#### Task A:
Output the part of the forum thread about the random internet outages starting with "I know there" and going on through "connection to internet.", word for word.
#### Task B:
Write the next part of the forum thread about the random internet outages, picking up after its last line.

#### Page:
Randomly no connection to internet websites but could ping urls works.

Hi guys.
I know there are some thread similar, but this one is different and very strange.

Randomly, once or twice a day, for about one to 5 minutes, we are loosing connection to internet.
Right after that time every thing go back to normal again.

Few thing to noticed:

1. We still can ping Urls

2. DNS seems to work.

3. Accessing URL which are in the DMZ doesn't work as well.

4. I'm not sure if there are more fore shorter time, but this what i know of from my customers.

 

Any help will be appreciate.
[:)]

Goldy

Parents
  • Shalom Goldy,

    1. Not sure what you mean.  Are these pings to FQDNs on the Internet?

    2. My gut feeling is that cached FQDNs work but that your ISP has a problem and will not allow resolution of un-cached FQDNs.  How is DNS configured compared to DNS best practice?

    3. Are you running split DNS?  Is the Internal-to-DMZ traffic handled by the UTM's web proxy?

    4. Is this happening at multiple locations?

    Cheers - Bob

     
    Sophos UTM Community Moderator
    Sophos Certified Architect - UTM
    Sophos Certified Engineer - XG
    Gold Solution Partner since 2005
    MediaSoft, Inc. USA
  • Hi Bob.
    [:)]

    1. Ping to 8.8.8.8 or Youtube (for example) works.

    2. I don't think it's DNS issue sins dns work fine and resolving are ok. (Ping - google.com, Nslookup...)

    3. strangely, it's comes and go randomly, and for about few seconds to 2 minutes.

    4. When it's happens, it's effect all my Lan.

    5. When it's happens, I can't connect connect to the firewall (web) eather.

#### Stored records:

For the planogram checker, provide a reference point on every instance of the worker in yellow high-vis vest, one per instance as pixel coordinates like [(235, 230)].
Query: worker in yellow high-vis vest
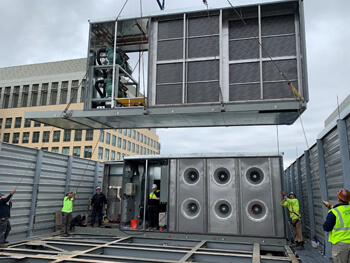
[(292, 203), (67, 210), (338, 224)]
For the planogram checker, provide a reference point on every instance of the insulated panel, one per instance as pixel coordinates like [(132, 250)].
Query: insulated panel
[(223, 214), (191, 196)]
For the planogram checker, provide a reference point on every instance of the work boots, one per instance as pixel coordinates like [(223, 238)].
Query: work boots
[(300, 246)]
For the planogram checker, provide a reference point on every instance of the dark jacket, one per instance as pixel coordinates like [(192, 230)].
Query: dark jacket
[(330, 221), (4, 207), (98, 201)]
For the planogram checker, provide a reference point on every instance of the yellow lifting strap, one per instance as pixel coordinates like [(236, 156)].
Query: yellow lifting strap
[(294, 90)]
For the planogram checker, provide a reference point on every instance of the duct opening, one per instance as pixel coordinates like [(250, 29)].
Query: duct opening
[(191, 176), (222, 176), (190, 208), (256, 210), (222, 209), (255, 176)]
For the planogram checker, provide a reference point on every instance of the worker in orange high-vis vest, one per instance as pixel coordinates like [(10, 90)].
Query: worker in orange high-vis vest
[(292, 204), (338, 224)]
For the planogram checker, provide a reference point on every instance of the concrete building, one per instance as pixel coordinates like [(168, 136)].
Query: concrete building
[(57, 86)]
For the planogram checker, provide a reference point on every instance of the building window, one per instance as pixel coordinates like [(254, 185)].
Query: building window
[(15, 97), (46, 136), (77, 137), (89, 135), (87, 151), (6, 137), (106, 154), (56, 136), (102, 136), (74, 91), (65, 150), (44, 90), (54, 149), (25, 92), (108, 138), (7, 94), (37, 124), (27, 123), (35, 138), (53, 98), (64, 92), (129, 146), (8, 123), (15, 137), (76, 151), (35, 89), (66, 135), (25, 138), (18, 122), (100, 152)]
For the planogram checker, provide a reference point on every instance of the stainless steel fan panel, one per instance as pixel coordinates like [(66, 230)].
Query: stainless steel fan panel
[(222, 196), (191, 196), (257, 204)]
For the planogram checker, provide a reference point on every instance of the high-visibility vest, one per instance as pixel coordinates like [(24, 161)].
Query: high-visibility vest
[(67, 205), (341, 229), (293, 207)]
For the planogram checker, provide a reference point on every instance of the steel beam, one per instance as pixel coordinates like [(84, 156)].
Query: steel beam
[(309, 194), (300, 197), (344, 152), (39, 160)]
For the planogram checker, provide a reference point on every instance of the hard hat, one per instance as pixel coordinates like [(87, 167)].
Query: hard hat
[(344, 195)]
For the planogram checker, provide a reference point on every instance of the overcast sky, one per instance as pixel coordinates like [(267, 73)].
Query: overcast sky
[(37, 31)]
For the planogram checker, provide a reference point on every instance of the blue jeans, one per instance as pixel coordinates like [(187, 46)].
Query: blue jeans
[(5, 228)]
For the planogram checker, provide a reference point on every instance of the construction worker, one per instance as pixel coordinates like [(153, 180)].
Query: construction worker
[(153, 208), (67, 210), (338, 224), (292, 204)]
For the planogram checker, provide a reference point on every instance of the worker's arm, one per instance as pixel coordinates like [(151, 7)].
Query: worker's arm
[(330, 222)]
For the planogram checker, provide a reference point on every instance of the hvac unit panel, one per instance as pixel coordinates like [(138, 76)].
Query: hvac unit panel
[(222, 196), (191, 196), (257, 200)]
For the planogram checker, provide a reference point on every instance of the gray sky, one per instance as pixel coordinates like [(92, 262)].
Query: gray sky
[(39, 31)]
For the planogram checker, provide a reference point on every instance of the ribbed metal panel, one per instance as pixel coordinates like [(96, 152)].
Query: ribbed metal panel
[(305, 194), (17, 168), (333, 166), (17, 164)]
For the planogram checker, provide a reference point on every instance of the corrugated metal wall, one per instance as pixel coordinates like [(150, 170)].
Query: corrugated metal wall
[(331, 163), (56, 174)]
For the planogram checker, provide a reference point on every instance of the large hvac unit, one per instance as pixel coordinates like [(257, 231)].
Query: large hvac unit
[(205, 68), (228, 194)]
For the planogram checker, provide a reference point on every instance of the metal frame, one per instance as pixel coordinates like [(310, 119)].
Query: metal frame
[(90, 247)]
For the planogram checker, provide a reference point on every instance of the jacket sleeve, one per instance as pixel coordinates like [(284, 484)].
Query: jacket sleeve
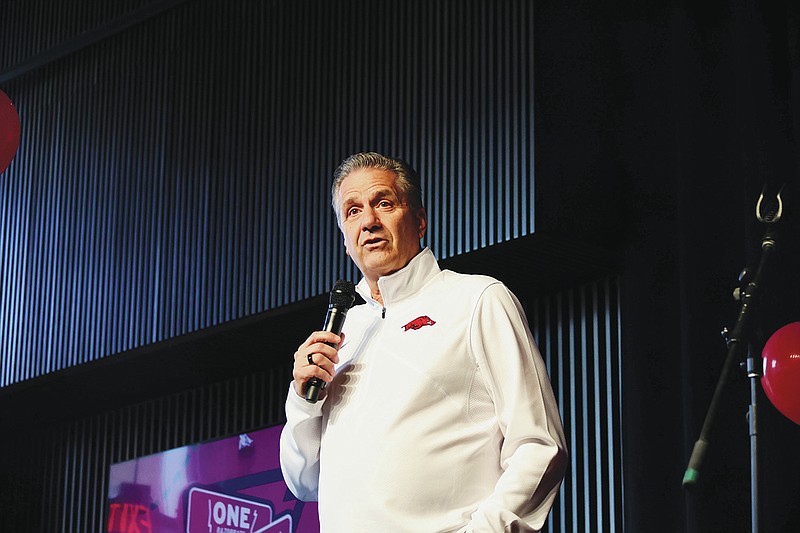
[(299, 450), (533, 450)]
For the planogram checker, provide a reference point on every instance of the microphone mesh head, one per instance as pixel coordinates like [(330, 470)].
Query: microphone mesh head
[(343, 294)]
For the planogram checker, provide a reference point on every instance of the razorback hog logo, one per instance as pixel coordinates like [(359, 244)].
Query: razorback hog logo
[(417, 323)]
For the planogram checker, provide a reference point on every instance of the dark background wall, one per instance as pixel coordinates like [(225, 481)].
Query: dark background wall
[(157, 234)]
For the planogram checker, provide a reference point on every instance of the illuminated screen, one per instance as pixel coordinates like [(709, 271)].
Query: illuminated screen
[(232, 485)]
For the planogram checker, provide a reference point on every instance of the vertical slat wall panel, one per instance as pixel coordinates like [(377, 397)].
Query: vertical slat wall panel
[(578, 332), (578, 336), (174, 175)]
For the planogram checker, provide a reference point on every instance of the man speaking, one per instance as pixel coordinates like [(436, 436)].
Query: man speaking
[(437, 414)]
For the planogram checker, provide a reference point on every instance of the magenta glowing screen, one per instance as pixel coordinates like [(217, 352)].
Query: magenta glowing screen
[(231, 485)]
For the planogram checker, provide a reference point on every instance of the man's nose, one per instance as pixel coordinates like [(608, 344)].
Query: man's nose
[(369, 219)]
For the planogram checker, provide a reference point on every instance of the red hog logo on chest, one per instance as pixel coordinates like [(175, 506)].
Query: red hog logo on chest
[(418, 322)]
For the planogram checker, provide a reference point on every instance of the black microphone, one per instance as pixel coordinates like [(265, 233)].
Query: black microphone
[(343, 295)]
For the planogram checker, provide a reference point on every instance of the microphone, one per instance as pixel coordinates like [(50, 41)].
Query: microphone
[(343, 295)]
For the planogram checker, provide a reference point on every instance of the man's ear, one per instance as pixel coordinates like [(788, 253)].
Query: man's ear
[(422, 218)]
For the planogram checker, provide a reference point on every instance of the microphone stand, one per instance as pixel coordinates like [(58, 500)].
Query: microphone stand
[(736, 341)]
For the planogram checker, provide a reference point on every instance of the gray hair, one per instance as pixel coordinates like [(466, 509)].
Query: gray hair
[(408, 181)]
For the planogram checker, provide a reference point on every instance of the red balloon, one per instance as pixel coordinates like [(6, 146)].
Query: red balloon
[(9, 131), (781, 379)]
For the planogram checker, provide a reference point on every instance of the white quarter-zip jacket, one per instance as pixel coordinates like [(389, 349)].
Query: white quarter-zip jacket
[(440, 417)]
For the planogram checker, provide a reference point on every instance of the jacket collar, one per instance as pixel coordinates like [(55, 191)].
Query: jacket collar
[(406, 281)]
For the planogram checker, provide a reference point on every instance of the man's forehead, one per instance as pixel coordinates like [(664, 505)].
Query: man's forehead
[(369, 183)]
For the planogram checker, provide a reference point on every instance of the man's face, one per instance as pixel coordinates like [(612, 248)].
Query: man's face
[(381, 232)]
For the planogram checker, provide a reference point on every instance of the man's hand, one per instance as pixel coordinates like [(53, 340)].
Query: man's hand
[(315, 358)]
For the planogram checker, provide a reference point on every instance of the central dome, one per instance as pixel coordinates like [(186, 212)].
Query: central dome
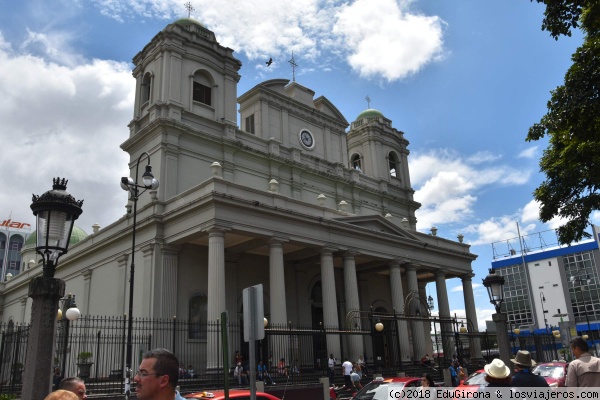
[(369, 113)]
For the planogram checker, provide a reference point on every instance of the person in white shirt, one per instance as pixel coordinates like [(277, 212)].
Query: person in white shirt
[(347, 370)]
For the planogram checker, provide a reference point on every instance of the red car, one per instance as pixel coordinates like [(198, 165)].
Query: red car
[(473, 381), (233, 394), (379, 388), (555, 373)]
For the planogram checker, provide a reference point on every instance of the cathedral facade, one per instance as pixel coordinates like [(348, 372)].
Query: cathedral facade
[(317, 209)]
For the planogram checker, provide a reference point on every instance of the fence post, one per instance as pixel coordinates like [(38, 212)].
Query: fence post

#### Final answer A:
I know there are some thread similar, but this one is different and very strange.

Randomly, once or twice a day, for about one to 5 minutes, we are loosing connection to internet.

#### Final answer B:
    6. When it's happens, I can't connect to to the web service of my mail (In the DMZ).

    7. In all cases, ping still works fine.

    It seems kind of issue with the TCP, since ICMP works.
    Very strange :)

    Thanks

    Yaron Gold

     

  • What does Sophos Support say about this strange phenomenon, Yaron?

    Cheers - Bob

     
    Sophos UTM Community Moderator
    Sophos Certified Architect - UTM
    Sophos Certified Engineer - XG
    Gold Solution Partner since 2005
    MediaSoft, Inc. USA
  • The don't for now. [:D]

    Right now they try to resolve first another issue:

    Root partition is filling up - please check. Current usage: 85%
    HA Status          : HA SLAVE (node id: 2)

    This is something to do with  Postgres in my SLAVE device.
    (That what they think).

    Maybe i'ts all connected.

    I hop so...

  • What version are you on?

    What result do you get from the following?  Also, run the same command after switching to the Slave with ha_utils ssh.

    du -shx /var/storage/* | sort -rh | head -10

    Cheers - Bob

     
    Sophos UTM Community Moderator
    Sophos Certified Architect - UTM
    Sophos Certified Engineer - XG
    Gold Solution Partner since 2005
    MediaSoft, Inc. USA
Reply
  • What version are you on?

    What result do you get from the following?  Also, run the same command after switching to the Slave with ha_utils ssh.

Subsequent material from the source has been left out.